§ **Page extract**:
========
2020 may have been a difficult year for many, but for German and physics major Claire Harding ’20, everything seems to be coming up roses—or perhaps they were irises, considering that the recent Southwestern University graduate became America’s youngest registered iris judge at the tender age of 14. Last January, she was named a Fulbright Finalist for the flagship international educational exchange program’s English Teaching Assistant (ETA) Program, a prestigious scholarship that will allow her to live and work in Germany, integrating hands-on science education with lessons in American culture and English language. Then, in the months leading up to graduation from SU, she landed a coveted internship with the National Aeronautics and Space Administration (NASA) Glenn Research Center, working virtually from northern California on a project titled “Using Virtual Testbed and Robotic Arms for Radio Frequency System Communications.”
========
§ **Supplied information**:
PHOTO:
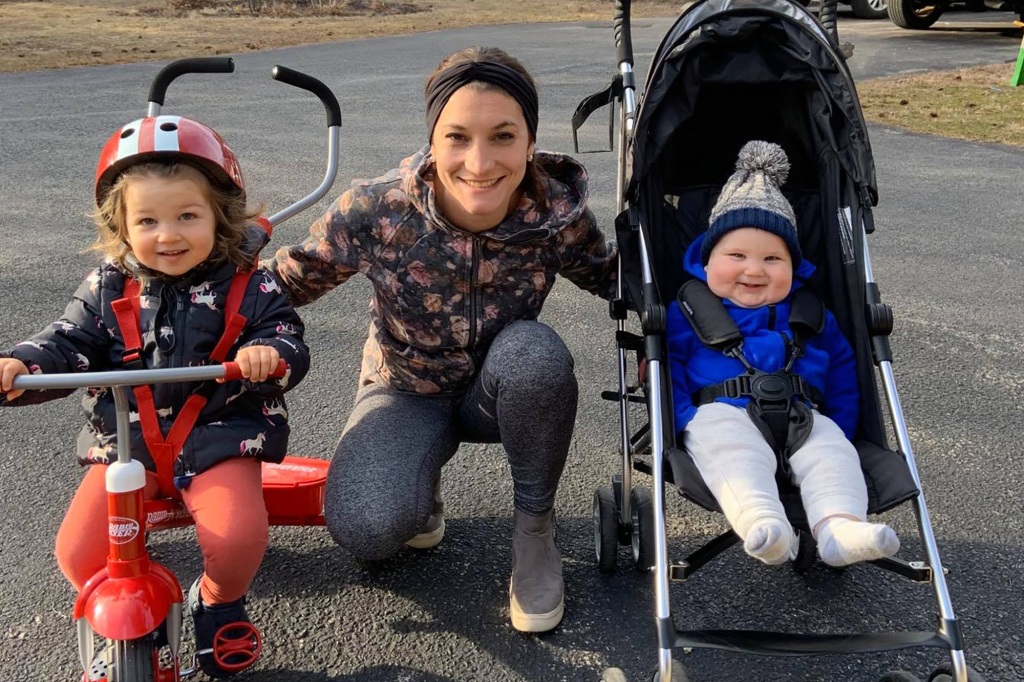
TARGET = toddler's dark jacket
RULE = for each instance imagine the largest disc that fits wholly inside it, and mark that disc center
(181, 320)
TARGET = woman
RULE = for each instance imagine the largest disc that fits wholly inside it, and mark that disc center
(462, 244)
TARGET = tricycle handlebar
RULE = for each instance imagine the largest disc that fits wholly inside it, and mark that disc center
(158, 91)
(228, 371)
(300, 80)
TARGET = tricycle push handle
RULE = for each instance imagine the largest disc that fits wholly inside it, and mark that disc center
(624, 39)
(228, 371)
(300, 80)
(158, 91)
(306, 82)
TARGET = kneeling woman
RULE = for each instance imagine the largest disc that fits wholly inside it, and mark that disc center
(462, 244)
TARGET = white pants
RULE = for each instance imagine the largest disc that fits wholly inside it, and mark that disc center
(738, 467)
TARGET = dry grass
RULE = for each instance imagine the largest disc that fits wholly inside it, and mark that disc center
(976, 103)
(53, 34)
(970, 103)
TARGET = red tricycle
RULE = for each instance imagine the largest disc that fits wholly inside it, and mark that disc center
(134, 603)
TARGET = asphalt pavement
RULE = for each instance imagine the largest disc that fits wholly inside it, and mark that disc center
(946, 255)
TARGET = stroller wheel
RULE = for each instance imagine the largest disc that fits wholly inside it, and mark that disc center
(806, 552)
(642, 511)
(899, 676)
(944, 673)
(605, 528)
(678, 673)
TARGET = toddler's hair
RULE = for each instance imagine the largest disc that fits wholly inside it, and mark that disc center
(231, 215)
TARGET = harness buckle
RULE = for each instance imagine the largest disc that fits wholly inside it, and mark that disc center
(132, 358)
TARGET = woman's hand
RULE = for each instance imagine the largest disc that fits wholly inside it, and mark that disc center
(10, 368)
(256, 363)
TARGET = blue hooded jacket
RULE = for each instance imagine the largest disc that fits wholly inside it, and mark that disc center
(828, 363)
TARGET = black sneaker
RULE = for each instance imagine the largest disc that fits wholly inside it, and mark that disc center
(226, 642)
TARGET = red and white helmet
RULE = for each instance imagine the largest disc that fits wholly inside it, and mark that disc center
(162, 137)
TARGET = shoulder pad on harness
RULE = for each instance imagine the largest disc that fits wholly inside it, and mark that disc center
(807, 313)
(708, 316)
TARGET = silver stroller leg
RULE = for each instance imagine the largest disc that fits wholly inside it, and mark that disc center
(948, 623)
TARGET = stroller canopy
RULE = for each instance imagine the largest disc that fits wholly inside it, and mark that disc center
(766, 46)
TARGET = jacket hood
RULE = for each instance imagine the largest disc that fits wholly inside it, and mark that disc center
(693, 265)
(567, 193)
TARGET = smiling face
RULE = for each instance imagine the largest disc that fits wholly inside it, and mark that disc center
(751, 267)
(170, 222)
(479, 145)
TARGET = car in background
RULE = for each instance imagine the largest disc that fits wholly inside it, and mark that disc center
(923, 13)
(868, 8)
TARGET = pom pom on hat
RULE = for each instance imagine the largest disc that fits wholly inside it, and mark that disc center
(752, 198)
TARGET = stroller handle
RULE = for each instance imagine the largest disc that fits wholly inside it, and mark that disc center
(158, 91)
(624, 39)
(227, 371)
(306, 82)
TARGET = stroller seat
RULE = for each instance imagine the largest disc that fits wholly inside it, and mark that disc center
(729, 72)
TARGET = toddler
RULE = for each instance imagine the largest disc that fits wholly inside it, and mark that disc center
(178, 287)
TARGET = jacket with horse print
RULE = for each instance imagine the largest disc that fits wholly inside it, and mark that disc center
(180, 322)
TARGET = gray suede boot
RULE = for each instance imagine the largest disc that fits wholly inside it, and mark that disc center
(536, 591)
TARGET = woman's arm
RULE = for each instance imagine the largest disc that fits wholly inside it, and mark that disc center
(328, 257)
(588, 259)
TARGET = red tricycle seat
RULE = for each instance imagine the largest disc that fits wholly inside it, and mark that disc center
(293, 491)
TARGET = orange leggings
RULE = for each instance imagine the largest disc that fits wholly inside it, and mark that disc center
(226, 503)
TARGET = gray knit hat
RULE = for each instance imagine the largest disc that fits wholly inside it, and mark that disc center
(752, 199)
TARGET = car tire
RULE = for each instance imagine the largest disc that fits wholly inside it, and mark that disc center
(869, 8)
(915, 14)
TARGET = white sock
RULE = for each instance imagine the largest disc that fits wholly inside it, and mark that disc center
(770, 540)
(843, 541)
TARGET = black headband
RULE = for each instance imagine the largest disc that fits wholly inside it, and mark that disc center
(508, 79)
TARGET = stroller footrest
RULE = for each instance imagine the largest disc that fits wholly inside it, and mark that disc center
(791, 644)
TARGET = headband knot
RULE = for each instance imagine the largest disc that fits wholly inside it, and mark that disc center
(511, 81)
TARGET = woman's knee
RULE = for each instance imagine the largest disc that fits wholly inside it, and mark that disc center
(365, 513)
(532, 354)
(368, 530)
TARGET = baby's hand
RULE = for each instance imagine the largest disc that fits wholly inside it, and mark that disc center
(10, 368)
(256, 363)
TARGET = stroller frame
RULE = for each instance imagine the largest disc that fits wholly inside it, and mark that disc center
(639, 520)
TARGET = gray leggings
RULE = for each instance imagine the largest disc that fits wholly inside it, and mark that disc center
(379, 486)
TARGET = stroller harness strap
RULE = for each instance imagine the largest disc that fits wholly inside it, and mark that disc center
(164, 451)
(784, 422)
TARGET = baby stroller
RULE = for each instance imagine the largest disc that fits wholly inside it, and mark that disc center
(728, 72)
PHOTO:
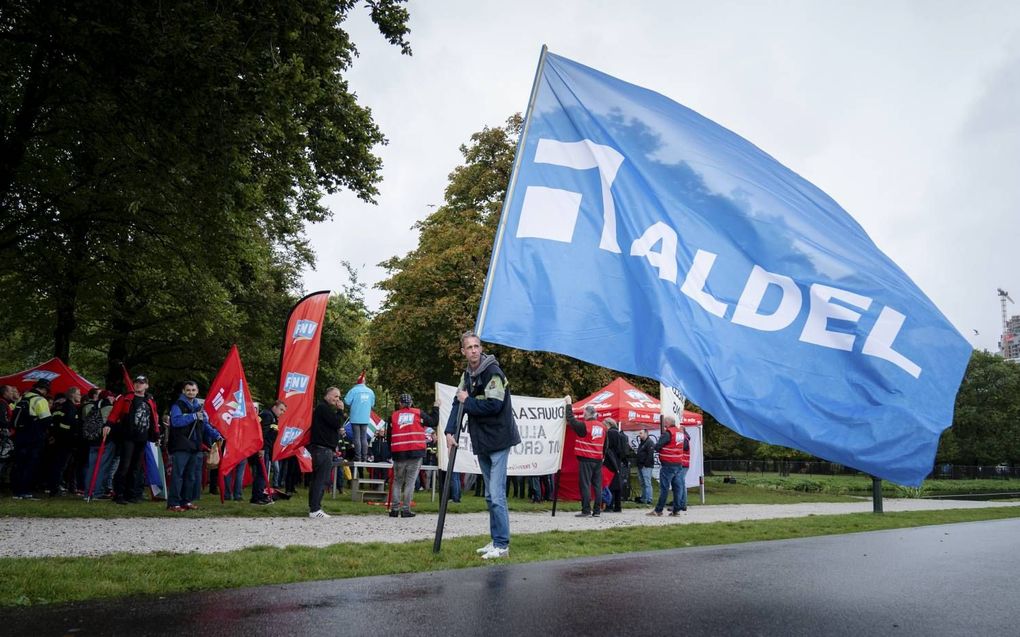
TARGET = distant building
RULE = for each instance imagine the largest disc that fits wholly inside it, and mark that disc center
(1009, 346)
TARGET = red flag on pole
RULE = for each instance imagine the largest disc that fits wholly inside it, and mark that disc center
(298, 365)
(129, 384)
(304, 460)
(232, 412)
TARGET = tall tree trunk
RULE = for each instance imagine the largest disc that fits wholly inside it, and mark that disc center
(116, 355)
(65, 324)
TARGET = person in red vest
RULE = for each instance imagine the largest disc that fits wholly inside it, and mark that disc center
(590, 447)
(674, 459)
(407, 445)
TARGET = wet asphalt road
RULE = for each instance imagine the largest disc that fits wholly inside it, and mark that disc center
(945, 580)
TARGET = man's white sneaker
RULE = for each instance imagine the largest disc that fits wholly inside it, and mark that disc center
(495, 553)
(485, 549)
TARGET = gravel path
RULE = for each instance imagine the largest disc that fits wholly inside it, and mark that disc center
(37, 537)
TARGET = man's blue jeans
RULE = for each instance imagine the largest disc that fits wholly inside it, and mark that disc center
(672, 476)
(645, 476)
(105, 469)
(494, 470)
(234, 482)
(182, 477)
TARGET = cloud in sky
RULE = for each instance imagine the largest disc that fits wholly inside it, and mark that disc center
(905, 113)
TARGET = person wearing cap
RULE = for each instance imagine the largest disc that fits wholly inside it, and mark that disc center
(590, 447)
(646, 463)
(407, 446)
(189, 429)
(135, 422)
(615, 457)
(361, 400)
(104, 403)
(31, 420)
(65, 430)
(674, 458)
(8, 396)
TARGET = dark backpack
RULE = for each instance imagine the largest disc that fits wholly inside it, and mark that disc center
(92, 426)
(21, 416)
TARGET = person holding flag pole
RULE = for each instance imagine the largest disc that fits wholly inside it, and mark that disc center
(232, 412)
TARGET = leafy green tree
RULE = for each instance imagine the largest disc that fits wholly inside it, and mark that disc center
(158, 164)
(432, 294)
(986, 423)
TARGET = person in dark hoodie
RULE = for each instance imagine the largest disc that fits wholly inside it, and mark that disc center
(485, 392)
(189, 428)
(324, 436)
(135, 422)
(261, 461)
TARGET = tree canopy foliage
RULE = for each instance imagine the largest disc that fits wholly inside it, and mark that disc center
(158, 164)
(432, 294)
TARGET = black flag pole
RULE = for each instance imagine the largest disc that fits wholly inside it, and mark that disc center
(445, 495)
(479, 321)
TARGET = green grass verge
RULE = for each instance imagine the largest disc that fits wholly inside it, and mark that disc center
(210, 507)
(26, 581)
(860, 485)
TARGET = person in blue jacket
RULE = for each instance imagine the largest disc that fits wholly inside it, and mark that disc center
(360, 401)
(189, 428)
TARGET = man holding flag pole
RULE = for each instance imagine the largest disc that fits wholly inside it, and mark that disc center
(483, 394)
(231, 410)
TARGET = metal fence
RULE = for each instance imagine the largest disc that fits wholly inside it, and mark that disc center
(817, 468)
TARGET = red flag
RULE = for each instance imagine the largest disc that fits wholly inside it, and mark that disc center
(304, 460)
(232, 412)
(129, 384)
(60, 376)
(298, 365)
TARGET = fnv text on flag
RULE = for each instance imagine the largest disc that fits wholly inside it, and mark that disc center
(231, 410)
(639, 235)
(298, 366)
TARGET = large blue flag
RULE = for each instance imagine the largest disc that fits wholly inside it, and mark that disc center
(640, 235)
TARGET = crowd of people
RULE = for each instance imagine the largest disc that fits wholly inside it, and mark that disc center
(93, 446)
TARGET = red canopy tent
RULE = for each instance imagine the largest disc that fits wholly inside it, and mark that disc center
(628, 406)
(60, 376)
(623, 403)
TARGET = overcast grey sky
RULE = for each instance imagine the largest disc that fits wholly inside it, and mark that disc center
(906, 113)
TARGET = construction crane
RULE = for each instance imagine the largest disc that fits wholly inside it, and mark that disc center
(1003, 298)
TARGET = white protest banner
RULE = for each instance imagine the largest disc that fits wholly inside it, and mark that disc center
(542, 423)
(672, 401)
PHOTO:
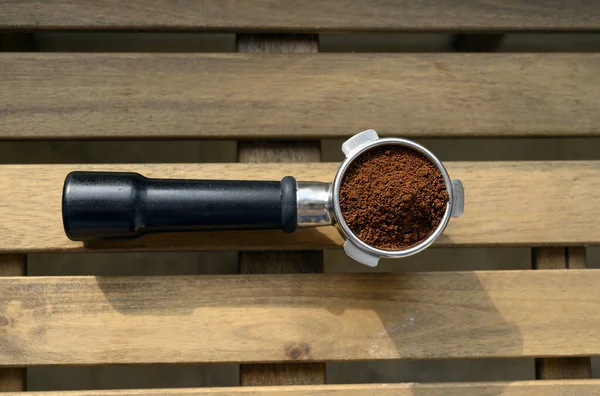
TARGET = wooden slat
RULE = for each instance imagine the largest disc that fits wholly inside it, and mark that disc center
(559, 258)
(261, 374)
(269, 318)
(524, 388)
(507, 203)
(12, 379)
(76, 96)
(307, 15)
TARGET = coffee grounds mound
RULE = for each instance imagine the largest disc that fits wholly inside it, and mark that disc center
(393, 197)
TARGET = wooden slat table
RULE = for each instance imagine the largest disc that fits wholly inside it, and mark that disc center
(253, 96)
(283, 319)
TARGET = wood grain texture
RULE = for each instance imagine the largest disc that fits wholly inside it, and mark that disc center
(563, 368)
(293, 96)
(556, 258)
(507, 203)
(302, 15)
(258, 374)
(525, 388)
(298, 317)
(12, 379)
(274, 374)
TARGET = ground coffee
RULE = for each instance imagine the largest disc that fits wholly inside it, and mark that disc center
(393, 197)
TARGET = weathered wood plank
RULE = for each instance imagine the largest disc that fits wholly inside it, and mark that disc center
(102, 96)
(261, 374)
(308, 317)
(12, 379)
(302, 15)
(507, 203)
(557, 258)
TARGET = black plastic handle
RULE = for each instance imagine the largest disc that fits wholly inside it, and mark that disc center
(99, 205)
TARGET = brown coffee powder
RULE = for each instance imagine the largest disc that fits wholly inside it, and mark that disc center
(393, 197)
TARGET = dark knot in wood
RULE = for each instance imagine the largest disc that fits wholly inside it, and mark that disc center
(299, 351)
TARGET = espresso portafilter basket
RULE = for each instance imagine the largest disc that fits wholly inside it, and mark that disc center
(107, 205)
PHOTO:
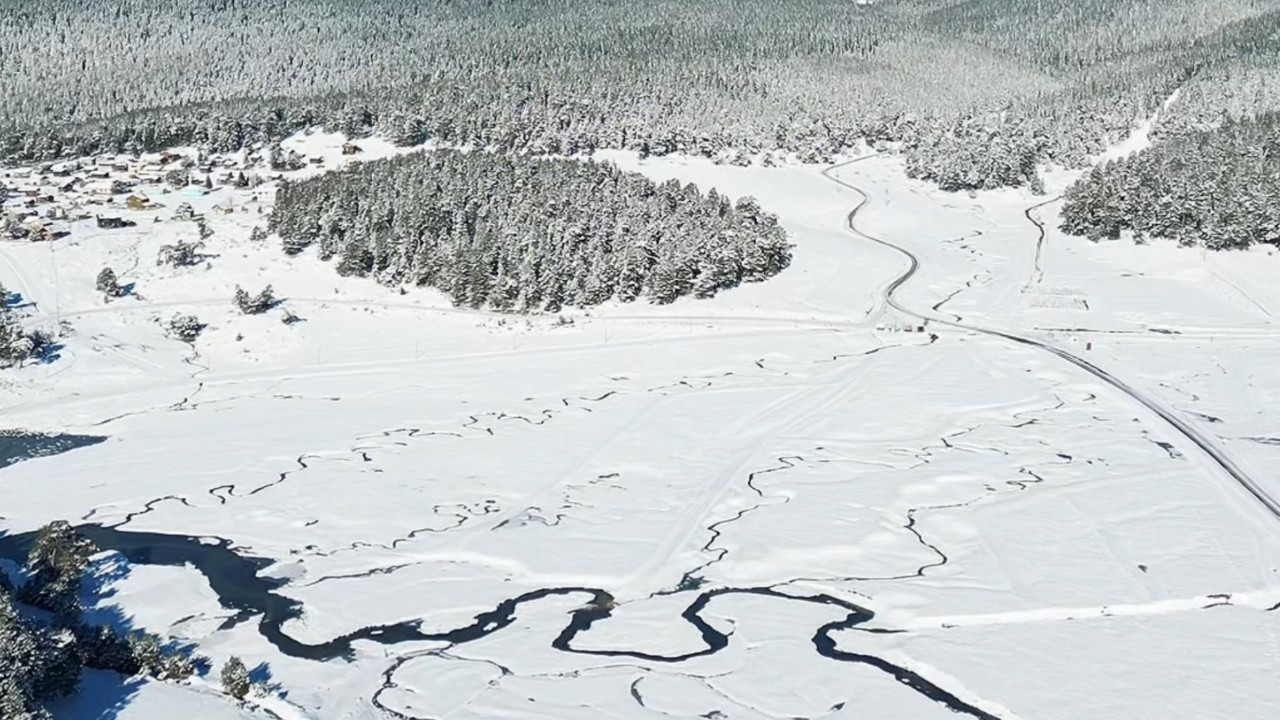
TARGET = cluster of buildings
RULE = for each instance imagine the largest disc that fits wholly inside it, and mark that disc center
(39, 203)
========
§ **Required actions**:
a: Count the lines of the entries that contain the string "canopy", treating uppercase and lowercase as different. Reply with the number only.
b: Pick up the passage about Claire Harding right after its final sentence and carry it forward.
The passage about Claire Harding and the entries are unrelated material.

§ **Per-task outputs**:
a: 3

b:
German and physics, gardening and NASA—they may seem to be fairly disparate interests and career moves. However, for Harding, these opportunities coalesce around her dedication to global science and the environment. “Environmental issues are just constantly on my mind, … and I really want to be an astronaut,” she reveals. “I would love to do both: to find solutions for environmental problems here by going to space and doing research. That would be the dream and end goal.”

“I would love to do both: to find solutions for environmental problems here by going to space and doing research. That would be the dream and end goal.”

Finding opportunities

When she moves to Germany to begin her teaching assignment for the Fulbright ETA Program, Harding will be returning to her birthplace—her father, then serving in the U.S. Air Force, was stationed there for a year after she was born. Her family has moved 14 times since then, and Harding attended three different high schools: one in Texas, another in Virginia, and the third in Louisiana. Being a military brat teaches you to adapt to new situations and build new friendships, so Harding is able to weather change with agility, finding or creating new opportunities for herself along the way.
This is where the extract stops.